Return each line of the data below that contains the word "white".

Bounding box annotation entries
— BEGIN —
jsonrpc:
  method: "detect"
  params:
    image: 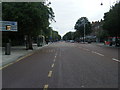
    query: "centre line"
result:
[48,71,52,78]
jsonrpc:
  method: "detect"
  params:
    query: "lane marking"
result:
[92,51,104,56]
[112,58,120,62]
[43,84,49,90]
[83,48,90,51]
[51,64,55,68]
[53,59,56,62]
[48,71,52,78]
[0,63,14,70]
[55,55,56,58]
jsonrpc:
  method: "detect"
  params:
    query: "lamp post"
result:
[84,19,85,43]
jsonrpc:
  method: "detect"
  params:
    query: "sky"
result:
[48,0,118,36]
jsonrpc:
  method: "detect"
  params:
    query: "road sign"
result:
[0,21,18,31]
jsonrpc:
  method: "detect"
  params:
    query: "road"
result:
[2,42,119,88]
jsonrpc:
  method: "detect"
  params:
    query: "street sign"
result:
[0,21,18,32]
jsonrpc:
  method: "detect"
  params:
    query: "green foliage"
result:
[2,2,54,45]
[103,2,120,36]
[63,32,75,40]
[74,17,91,36]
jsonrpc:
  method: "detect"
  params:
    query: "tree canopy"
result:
[2,2,59,45]
[103,2,120,36]
[74,17,91,36]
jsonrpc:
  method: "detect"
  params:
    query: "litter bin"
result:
[5,43,11,55]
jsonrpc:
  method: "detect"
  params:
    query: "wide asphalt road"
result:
[2,42,120,88]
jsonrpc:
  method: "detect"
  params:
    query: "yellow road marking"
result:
[48,71,52,78]
[43,84,48,90]
[51,64,54,68]
[0,53,33,70]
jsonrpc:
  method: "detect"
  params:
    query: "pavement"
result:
[0,44,47,68]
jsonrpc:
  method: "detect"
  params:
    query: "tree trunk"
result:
[28,35,33,50]
[24,35,29,50]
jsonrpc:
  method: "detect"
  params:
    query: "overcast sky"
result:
[48,0,118,36]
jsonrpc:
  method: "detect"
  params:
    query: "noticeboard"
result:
[0,21,18,32]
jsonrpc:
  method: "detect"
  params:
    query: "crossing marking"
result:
[48,71,52,78]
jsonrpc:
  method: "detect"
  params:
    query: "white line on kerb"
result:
[112,58,120,62]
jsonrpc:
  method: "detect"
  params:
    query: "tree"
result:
[103,1,120,37]
[74,17,91,37]
[2,2,54,49]
[63,32,74,40]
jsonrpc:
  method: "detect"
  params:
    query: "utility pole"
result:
[84,20,85,43]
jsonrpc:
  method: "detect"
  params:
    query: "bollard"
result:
[5,43,11,55]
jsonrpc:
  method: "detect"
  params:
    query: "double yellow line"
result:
[0,52,34,70]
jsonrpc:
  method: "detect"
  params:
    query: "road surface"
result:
[2,42,119,88]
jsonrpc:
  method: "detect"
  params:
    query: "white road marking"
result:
[43,84,48,90]
[48,71,52,78]
[112,58,120,62]
[55,55,56,58]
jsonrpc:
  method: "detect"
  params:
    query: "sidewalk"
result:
[0,44,48,67]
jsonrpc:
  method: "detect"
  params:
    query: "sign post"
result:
[0,21,17,55]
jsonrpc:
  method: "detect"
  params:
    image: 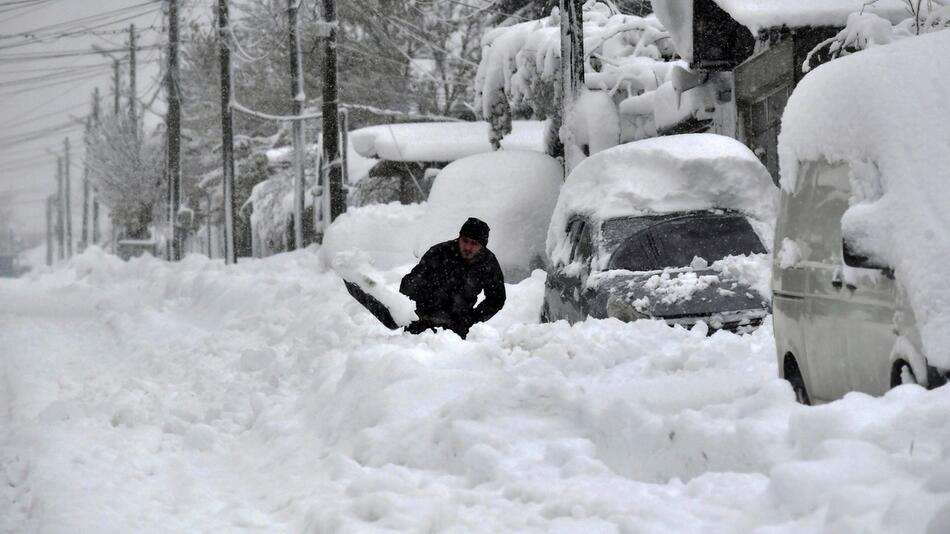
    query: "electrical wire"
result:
[0,2,160,39]
[0,44,164,63]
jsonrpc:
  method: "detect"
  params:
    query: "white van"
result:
[772,159,945,404]
[772,32,950,404]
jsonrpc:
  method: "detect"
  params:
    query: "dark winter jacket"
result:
[399,239,505,337]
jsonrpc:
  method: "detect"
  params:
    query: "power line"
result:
[0,2,159,39]
[0,43,164,63]
[0,65,109,88]
[0,66,113,96]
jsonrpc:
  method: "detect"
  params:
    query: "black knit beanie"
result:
[459,217,488,247]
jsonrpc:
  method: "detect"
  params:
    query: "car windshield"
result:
[608,213,765,271]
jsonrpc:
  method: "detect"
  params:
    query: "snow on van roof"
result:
[714,0,908,33]
[350,121,545,161]
[547,134,778,260]
[779,31,950,367]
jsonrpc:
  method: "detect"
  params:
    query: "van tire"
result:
[891,360,919,389]
[784,354,811,406]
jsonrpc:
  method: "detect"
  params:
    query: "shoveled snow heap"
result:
[779,31,950,367]
[416,151,563,282]
[547,134,778,263]
[0,247,950,534]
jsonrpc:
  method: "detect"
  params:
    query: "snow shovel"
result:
[343,280,399,330]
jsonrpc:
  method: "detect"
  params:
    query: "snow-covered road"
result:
[0,249,950,533]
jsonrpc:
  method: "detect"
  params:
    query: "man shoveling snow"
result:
[335,217,505,339]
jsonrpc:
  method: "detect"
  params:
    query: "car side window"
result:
[571,221,594,263]
[800,161,851,263]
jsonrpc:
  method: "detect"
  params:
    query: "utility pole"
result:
[323,0,346,224]
[46,195,56,265]
[63,137,73,258]
[112,58,122,115]
[129,24,139,139]
[165,0,181,261]
[560,0,584,176]
[92,87,99,245]
[56,158,66,260]
[287,0,307,249]
[337,108,350,188]
[218,0,237,265]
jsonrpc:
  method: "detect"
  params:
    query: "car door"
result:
[810,161,897,399]
[818,163,897,395]
[545,218,591,323]
[788,161,849,400]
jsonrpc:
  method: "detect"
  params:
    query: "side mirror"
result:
[841,239,894,280]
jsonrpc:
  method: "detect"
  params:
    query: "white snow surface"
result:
[546,134,778,263]
[0,248,950,534]
[651,0,916,43]
[415,151,563,282]
[779,31,950,367]
[319,202,426,270]
[350,121,545,161]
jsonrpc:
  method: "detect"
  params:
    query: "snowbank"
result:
[547,134,778,263]
[416,151,563,282]
[0,250,950,534]
[350,121,545,161]
[779,31,950,367]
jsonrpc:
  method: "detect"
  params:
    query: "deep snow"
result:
[0,245,950,533]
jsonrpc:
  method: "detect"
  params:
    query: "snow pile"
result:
[643,269,719,304]
[350,121,545,162]
[779,32,950,367]
[0,249,950,534]
[547,134,778,263]
[475,2,675,151]
[416,151,563,282]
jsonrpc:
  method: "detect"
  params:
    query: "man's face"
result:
[459,235,482,261]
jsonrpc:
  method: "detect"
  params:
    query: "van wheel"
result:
[785,354,811,406]
[891,360,919,388]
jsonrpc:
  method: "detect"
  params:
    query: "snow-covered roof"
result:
[651,0,909,61]
[547,134,778,260]
[713,0,909,33]
[350,121,545,161]
[779,31,950,366]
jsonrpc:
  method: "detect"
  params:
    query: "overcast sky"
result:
[0,0,211,236]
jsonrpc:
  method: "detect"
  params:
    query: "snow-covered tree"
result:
[802,0,950,72]
[86,118,166,243]
[475,0,675,155]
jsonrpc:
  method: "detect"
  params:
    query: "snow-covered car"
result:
[541,134,777,330]
[773,31,950,403]
[348,121,545,206]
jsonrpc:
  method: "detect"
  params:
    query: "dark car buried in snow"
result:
[541,134,776,331]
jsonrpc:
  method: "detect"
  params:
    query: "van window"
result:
[800,161,851,263]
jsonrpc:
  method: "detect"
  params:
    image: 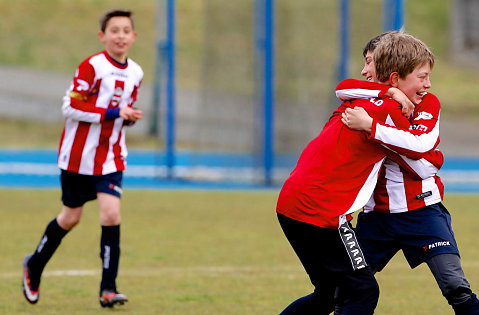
— END —
Answer in full:
    query: "white line on kerb"
    query: "white road marking"
    query: "white van"
    query: "white snow surface"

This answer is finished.